Panlabel

Crates.io Version PyPI Version GitHub License GitHub Repo stars Crates.io Total Downloads PyPI Downloads

The universal annotation converter

If you've ever written a one-off Python script to wrangle COCO annotations into YOLO format (or vice versa), panlabel is here to save you the trouble. It's a fast, single-binary CLI that converts between common object detection annotation formats — with built-in validation, clear lossiness warnings, and no Python dependencies to manage.

Panlabel’s current core scope is mainstream/static-image 2D axis-aligned object-detection bbox conversion. It does not provide first-class segmentation, keypoints/pose, oriented boxes, video tracking IDs, or 3D/multisensor labels. When broad schemas include richer structures, panlabel either skips/reports those structures or treats the conversion as lossy.

Panlabel is also available as a Rust library if you want to integrate format conversion into your own tools.

Note: Panlabel is in active development (v0.5.x). The CLI and library APIs may change between versions, so pin to a specific version if you're using it in production.

Installation

pip / uv (any platform)

pip install panlabel
# or
uv pip install panlabel

This installs a pre-built binary — no Rust toolchain needed.

Homebrew (macOS / Linux)

● Position identification records
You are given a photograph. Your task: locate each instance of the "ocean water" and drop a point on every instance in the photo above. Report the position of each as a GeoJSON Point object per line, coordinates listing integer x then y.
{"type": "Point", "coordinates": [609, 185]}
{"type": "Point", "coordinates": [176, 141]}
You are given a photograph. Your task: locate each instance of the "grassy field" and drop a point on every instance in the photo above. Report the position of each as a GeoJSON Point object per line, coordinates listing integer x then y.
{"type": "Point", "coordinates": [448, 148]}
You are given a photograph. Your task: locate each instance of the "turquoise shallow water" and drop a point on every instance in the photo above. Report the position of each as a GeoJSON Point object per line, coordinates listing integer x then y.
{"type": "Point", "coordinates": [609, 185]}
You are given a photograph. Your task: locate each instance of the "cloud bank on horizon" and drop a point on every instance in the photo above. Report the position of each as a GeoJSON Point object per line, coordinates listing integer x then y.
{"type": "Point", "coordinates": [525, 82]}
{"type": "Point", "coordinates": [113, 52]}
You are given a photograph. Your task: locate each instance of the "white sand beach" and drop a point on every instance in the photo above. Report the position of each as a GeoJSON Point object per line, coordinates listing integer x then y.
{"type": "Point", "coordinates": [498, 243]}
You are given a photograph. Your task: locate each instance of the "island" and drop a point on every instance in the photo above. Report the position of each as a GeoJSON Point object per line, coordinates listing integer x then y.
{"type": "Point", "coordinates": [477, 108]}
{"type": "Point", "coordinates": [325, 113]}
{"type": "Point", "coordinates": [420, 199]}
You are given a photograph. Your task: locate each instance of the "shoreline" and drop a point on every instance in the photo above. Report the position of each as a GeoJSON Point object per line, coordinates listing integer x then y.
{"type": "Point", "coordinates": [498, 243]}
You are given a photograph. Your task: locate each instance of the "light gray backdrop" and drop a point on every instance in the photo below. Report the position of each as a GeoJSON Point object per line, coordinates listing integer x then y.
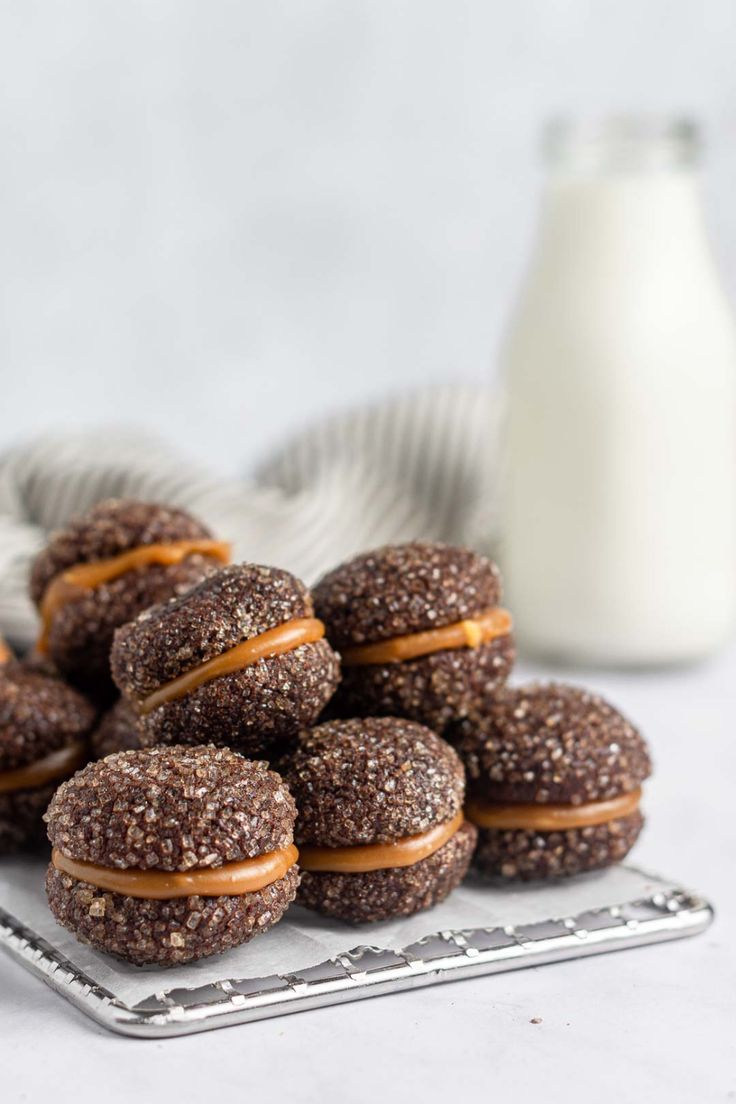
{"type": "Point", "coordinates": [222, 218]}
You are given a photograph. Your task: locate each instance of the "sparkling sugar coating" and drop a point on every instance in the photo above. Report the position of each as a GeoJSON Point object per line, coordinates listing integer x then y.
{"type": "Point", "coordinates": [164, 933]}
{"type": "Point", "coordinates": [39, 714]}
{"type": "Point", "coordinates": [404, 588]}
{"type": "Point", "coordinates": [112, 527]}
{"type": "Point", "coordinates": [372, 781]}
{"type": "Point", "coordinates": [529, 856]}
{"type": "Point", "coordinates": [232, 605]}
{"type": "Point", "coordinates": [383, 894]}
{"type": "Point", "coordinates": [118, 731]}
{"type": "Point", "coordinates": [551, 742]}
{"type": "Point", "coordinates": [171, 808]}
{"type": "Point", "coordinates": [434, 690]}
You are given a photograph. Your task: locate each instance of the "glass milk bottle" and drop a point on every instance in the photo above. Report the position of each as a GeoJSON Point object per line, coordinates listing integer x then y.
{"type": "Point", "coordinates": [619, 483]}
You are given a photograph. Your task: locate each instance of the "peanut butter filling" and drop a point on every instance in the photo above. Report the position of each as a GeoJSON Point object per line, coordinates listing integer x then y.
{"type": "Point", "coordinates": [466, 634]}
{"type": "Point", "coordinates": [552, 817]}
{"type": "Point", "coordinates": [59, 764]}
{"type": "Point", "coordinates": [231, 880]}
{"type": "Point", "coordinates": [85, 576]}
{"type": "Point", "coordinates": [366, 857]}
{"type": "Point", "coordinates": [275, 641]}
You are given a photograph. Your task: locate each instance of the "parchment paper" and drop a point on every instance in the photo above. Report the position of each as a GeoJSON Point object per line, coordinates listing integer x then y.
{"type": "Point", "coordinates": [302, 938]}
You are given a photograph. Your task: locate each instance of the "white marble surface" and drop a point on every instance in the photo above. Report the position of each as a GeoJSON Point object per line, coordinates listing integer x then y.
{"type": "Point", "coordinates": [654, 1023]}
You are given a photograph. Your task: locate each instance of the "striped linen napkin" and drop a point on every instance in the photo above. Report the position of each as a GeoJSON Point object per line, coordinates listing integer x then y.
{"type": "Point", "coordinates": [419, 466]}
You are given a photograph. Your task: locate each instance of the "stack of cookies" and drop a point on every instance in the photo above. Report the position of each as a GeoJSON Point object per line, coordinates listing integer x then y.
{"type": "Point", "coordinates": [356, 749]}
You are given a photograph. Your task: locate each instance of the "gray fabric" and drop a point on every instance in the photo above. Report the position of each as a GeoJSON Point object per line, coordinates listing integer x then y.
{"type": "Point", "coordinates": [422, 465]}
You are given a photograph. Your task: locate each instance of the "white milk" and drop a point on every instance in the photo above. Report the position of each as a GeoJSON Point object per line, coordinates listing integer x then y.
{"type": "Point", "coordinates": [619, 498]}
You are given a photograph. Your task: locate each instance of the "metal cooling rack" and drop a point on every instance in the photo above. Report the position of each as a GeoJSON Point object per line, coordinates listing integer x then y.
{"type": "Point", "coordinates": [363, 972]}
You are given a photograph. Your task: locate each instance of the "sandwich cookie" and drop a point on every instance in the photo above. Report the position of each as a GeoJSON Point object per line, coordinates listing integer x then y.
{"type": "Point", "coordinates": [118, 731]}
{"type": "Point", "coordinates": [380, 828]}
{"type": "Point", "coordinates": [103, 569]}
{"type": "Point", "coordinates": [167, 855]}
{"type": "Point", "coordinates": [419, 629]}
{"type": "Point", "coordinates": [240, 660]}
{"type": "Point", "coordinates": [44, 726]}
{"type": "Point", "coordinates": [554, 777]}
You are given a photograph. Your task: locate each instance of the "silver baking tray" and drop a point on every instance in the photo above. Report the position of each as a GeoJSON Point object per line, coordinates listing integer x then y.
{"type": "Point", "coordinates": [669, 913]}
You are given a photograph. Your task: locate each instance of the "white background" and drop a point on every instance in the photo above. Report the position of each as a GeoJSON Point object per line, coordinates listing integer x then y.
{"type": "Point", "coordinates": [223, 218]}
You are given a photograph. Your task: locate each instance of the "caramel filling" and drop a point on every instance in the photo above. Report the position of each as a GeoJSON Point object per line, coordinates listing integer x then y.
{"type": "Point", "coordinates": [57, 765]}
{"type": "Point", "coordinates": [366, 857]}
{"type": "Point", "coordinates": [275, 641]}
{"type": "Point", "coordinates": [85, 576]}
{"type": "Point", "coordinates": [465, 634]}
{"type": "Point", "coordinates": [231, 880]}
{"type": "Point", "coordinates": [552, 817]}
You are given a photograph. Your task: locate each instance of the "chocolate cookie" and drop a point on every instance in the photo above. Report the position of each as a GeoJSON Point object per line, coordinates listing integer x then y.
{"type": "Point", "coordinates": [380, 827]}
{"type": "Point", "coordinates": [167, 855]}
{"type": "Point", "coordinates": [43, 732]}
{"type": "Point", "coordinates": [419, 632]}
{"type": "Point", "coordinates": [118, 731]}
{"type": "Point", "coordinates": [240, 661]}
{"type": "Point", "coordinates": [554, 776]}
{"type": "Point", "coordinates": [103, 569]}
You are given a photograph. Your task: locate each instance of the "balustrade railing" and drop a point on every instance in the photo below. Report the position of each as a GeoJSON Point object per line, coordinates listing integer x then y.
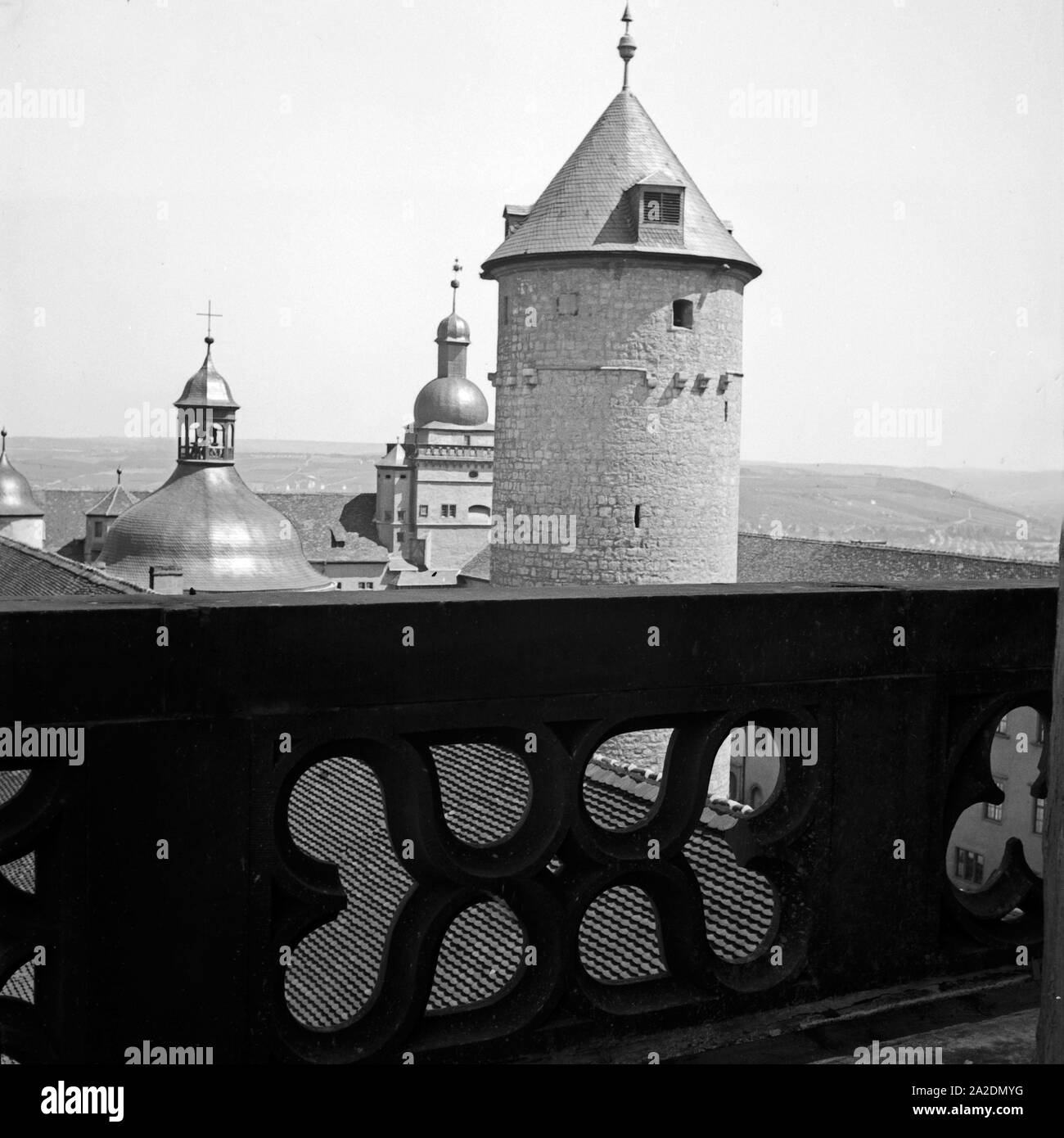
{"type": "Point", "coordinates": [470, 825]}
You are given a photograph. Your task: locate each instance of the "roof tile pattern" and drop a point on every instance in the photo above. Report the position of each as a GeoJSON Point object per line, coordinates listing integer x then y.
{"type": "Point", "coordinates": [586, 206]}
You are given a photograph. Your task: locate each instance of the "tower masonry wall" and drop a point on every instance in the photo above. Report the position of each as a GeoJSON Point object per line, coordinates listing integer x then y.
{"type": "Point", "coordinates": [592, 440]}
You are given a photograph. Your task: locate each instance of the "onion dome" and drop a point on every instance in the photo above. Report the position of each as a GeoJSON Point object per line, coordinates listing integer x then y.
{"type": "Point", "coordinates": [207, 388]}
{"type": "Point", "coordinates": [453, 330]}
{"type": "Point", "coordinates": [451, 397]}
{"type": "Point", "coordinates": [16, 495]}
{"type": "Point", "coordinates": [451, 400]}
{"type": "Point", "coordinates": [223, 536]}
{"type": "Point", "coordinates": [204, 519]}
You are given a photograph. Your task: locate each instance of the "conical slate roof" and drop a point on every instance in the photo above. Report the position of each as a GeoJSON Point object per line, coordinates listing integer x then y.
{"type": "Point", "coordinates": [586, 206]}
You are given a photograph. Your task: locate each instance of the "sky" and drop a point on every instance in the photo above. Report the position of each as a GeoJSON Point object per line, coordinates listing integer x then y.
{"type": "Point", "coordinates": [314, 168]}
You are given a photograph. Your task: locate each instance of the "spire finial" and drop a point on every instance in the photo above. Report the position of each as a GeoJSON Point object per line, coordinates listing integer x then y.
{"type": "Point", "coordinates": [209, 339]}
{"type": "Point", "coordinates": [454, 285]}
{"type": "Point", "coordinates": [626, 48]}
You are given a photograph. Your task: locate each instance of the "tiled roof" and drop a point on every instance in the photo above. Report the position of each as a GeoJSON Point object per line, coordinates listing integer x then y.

● GOAL
Continue the passage on the panlabel annotation converter from the point where it stops.

● EXPECTED ANSWER
brew install strickvl/tap/panlabel

Shell script (macOS / Linux)

curl --proto '=https' --tlsv1.2 -LsSf https://github.com/strickvl/panlabel/releases/latest/download/panlabel-installer.sh | sh

PowerShell (Windows)

powershell -ExecutionPolicy Bypass -c "irm https://github.com/strickvl/panlabel/releases/latest/download/panlabel-installer.ps1 | iex"

Cargo (from source)

cargo install panlabel
# Enable full HF support (remote Hub import + metadata.parquet)
cargo install panlabel --features hf

Pre-built binaries

Download from the latest GitHub Release. Builds are available for macOS (Intel + Apple Silicon), Linux (x86_64 + ARM64), and Windows.

Docker

docker pull strickvl/panlabel
# Convert a COCO file in your current directory to YOLO
docker run --rm -v "$PWD":/data strickvl/panlabel convert -f coco -t yolo -i /data/annotations.json -o /data/yolo_out --allow-lossy

Multi-arch images (amd64 + arm64) are published for each release.

As a Rust library

cargo add panlabel

Quick start

# Convert between formats (auto-detects the input)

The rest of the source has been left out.